◆ Work to complete ◆
Give back only the line containing "0H97L2 29L1 242L381" and every line after it through the end of the data below, transcribed exactly.

——————

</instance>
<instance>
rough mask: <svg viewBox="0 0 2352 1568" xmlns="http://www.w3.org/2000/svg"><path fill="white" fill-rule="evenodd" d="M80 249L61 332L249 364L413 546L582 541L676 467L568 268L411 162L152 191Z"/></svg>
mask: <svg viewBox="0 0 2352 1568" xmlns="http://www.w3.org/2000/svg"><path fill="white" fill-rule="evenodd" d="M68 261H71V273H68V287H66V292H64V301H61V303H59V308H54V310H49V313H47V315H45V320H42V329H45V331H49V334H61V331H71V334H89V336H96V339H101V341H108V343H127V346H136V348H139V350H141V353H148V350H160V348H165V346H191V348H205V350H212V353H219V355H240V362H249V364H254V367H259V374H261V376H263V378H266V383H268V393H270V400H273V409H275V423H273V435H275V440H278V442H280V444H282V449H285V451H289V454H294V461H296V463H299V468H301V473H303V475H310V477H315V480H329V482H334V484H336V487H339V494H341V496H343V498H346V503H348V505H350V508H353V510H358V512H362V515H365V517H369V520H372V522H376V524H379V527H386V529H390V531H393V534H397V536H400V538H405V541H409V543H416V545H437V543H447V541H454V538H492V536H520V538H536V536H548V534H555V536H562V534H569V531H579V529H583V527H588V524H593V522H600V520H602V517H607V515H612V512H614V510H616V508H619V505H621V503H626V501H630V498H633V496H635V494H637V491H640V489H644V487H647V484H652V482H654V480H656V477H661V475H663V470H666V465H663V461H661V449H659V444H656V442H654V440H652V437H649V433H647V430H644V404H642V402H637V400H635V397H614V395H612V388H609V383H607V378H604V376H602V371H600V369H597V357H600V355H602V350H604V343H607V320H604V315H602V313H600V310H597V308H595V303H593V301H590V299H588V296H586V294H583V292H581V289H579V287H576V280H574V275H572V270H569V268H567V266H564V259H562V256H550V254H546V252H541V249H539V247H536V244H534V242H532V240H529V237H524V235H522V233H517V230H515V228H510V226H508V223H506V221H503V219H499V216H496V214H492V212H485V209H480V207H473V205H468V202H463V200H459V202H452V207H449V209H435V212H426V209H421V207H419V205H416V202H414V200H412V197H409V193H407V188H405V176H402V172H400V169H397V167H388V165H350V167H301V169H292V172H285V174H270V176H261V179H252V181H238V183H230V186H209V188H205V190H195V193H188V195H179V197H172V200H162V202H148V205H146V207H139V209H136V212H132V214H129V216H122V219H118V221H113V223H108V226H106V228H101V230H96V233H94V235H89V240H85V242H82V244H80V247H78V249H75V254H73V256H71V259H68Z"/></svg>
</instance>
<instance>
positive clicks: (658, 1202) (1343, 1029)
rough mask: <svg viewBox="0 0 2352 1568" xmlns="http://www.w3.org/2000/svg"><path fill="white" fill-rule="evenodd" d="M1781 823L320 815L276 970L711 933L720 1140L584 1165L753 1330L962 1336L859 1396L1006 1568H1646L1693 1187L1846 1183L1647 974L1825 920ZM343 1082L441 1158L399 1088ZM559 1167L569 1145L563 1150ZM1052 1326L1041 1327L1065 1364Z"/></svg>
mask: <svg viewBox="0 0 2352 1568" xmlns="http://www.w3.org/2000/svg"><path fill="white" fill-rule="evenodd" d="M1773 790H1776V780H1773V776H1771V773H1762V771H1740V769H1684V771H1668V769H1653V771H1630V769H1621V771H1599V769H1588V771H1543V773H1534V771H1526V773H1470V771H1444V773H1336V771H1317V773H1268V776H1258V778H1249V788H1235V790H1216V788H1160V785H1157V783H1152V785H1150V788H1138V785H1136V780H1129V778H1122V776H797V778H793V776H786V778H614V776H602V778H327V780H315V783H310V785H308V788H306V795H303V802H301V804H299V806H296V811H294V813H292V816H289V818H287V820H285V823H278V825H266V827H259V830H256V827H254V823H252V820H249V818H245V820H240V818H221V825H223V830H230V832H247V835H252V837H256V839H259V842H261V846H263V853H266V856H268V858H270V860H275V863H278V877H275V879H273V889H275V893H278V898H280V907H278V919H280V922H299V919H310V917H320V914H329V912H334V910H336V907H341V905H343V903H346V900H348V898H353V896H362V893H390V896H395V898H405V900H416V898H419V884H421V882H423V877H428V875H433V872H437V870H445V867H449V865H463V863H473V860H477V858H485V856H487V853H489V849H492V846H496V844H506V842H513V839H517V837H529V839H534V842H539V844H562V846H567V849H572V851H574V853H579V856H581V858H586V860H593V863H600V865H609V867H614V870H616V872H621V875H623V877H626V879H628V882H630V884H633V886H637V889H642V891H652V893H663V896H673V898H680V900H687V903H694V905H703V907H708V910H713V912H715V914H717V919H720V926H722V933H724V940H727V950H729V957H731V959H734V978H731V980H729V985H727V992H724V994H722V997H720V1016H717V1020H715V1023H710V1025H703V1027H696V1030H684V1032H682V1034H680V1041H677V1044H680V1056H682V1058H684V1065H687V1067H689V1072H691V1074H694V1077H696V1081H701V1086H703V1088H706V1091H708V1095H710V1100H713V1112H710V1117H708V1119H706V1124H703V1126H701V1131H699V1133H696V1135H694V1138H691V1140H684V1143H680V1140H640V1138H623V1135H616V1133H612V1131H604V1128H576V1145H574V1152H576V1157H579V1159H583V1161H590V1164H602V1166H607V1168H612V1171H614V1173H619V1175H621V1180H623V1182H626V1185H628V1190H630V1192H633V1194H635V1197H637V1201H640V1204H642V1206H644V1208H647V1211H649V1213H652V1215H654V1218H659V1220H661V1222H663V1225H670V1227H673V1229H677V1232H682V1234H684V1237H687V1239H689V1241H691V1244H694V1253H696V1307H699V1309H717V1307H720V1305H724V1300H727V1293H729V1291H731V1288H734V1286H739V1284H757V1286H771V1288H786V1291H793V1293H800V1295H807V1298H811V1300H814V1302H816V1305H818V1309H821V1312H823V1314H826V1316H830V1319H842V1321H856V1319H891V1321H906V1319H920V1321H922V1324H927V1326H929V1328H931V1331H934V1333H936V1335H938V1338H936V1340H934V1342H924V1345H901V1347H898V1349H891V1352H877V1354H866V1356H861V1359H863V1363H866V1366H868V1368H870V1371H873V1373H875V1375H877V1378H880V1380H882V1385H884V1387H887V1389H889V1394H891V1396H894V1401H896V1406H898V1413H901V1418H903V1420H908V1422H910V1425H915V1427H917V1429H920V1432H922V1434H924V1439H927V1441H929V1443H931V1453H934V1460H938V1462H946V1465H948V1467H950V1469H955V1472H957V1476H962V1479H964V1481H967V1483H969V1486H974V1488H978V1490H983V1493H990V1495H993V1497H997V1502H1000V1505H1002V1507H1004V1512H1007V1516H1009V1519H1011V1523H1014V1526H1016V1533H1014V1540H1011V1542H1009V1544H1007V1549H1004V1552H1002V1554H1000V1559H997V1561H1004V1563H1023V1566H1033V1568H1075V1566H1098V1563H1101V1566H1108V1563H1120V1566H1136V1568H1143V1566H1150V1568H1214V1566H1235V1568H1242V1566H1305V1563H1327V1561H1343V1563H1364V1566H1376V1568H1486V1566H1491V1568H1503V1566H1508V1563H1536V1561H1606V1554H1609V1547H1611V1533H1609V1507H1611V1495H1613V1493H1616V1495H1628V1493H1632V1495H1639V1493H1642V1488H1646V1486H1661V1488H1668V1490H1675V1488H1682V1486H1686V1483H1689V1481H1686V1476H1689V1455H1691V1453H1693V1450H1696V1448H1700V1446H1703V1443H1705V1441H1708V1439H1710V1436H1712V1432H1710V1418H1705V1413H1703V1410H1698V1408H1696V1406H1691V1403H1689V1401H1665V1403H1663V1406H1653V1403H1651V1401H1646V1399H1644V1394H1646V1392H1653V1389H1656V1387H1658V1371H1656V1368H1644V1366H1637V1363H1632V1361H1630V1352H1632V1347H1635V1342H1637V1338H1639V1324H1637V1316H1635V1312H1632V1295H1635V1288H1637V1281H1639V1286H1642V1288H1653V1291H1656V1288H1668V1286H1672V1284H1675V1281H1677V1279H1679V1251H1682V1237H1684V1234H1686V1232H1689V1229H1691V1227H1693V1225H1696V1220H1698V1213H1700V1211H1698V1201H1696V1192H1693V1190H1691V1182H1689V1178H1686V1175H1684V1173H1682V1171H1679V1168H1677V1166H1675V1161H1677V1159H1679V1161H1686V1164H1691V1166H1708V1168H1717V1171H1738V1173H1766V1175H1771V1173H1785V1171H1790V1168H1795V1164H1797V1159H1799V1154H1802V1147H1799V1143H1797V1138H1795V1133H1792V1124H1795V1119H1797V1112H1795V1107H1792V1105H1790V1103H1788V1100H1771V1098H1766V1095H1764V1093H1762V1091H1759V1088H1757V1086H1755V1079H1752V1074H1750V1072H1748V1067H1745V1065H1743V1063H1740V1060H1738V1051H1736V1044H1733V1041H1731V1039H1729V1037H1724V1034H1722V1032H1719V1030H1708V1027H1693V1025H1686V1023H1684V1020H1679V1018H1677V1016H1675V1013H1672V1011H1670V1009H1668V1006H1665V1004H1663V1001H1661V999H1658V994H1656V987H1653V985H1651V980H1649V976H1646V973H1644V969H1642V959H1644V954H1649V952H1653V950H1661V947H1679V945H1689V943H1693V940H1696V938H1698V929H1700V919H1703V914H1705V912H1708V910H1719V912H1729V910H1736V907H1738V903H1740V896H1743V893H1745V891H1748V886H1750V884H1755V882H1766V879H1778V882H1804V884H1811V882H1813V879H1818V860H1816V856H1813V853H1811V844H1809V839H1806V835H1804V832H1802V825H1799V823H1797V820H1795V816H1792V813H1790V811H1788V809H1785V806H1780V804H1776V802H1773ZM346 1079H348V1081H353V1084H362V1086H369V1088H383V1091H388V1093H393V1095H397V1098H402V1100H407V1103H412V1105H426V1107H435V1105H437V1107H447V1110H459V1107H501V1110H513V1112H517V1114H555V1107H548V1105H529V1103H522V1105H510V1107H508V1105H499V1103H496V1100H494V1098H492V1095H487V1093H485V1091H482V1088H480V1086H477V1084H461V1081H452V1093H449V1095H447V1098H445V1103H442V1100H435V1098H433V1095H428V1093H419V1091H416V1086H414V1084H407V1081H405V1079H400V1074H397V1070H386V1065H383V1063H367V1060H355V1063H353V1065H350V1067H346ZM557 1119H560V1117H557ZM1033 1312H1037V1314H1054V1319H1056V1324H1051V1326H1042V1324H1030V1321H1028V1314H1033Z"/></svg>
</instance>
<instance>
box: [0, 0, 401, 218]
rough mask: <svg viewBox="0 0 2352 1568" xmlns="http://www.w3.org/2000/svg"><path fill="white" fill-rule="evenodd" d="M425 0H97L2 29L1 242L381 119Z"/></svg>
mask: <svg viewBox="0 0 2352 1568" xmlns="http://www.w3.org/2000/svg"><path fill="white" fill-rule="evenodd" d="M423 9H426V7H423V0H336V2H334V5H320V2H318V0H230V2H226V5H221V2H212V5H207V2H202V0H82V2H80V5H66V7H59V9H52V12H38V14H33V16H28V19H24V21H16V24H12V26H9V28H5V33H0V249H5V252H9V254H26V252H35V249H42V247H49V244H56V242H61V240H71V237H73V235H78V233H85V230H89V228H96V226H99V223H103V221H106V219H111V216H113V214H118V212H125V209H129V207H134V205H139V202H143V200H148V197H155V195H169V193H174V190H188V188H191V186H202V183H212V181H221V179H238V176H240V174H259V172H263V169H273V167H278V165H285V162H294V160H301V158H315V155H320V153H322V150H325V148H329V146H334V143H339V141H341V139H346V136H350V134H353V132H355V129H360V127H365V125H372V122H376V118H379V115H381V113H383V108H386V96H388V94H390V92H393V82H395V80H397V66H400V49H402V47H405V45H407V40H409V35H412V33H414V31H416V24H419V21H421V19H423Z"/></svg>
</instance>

——————

◆ Written response ◆
rough mask: <svg viewBox="0 0 2352 1568" xmlns="http://www.w3.org/2000/svg"><path fill="white" fill-rule="evenodd" d="M425 0H97L2 29L1 242L381 119Z"/></svg>
mask: <svg viewBox="0 0 2352 1568" xmlns="http://www.w3.org/2000/svg"><path fill="white" fill-rule="evenodd" d="M423 9H426V7H423V0H336V2H334V5H320V2H318V0H230V2H226V5H221V2H212V5H207V2H202V0H82V2H80V5H66V7H59V9H52V12H38V14H33V16H28V19H24V21H16V24H12V26H9V28H5V33H0V249H5V252H9V254H26V252H35V249H42V247H49V244H56V242H61V240H71V237H73V235H78V233H85V230H89V228H96V226H99V223H103V221H106V219H111V216H113V214H118V212H125V209H129V207H134V205H139V202H143V200H148V197H155V195H169V193H174V190H188V188H191V186H202V183H212V181H221V179H238V176H240V174H259V172H263V169H273V167H278V165H285V162H294V160H301V158H315V155H320V153H322V150H325V148H329V146H334V143H339V141H341V139H346V136H350V134H353V132H355V129H360V127H365V125H372V122H376V118H379V115H381V113H383V108H386V96H388V94H390V92H393V82H395V80H397V66H400V49H402V47H405V45H407V40H409V35H412V33H414V31H416V24H419V21H421V19H423Z"/></svg>
</instance>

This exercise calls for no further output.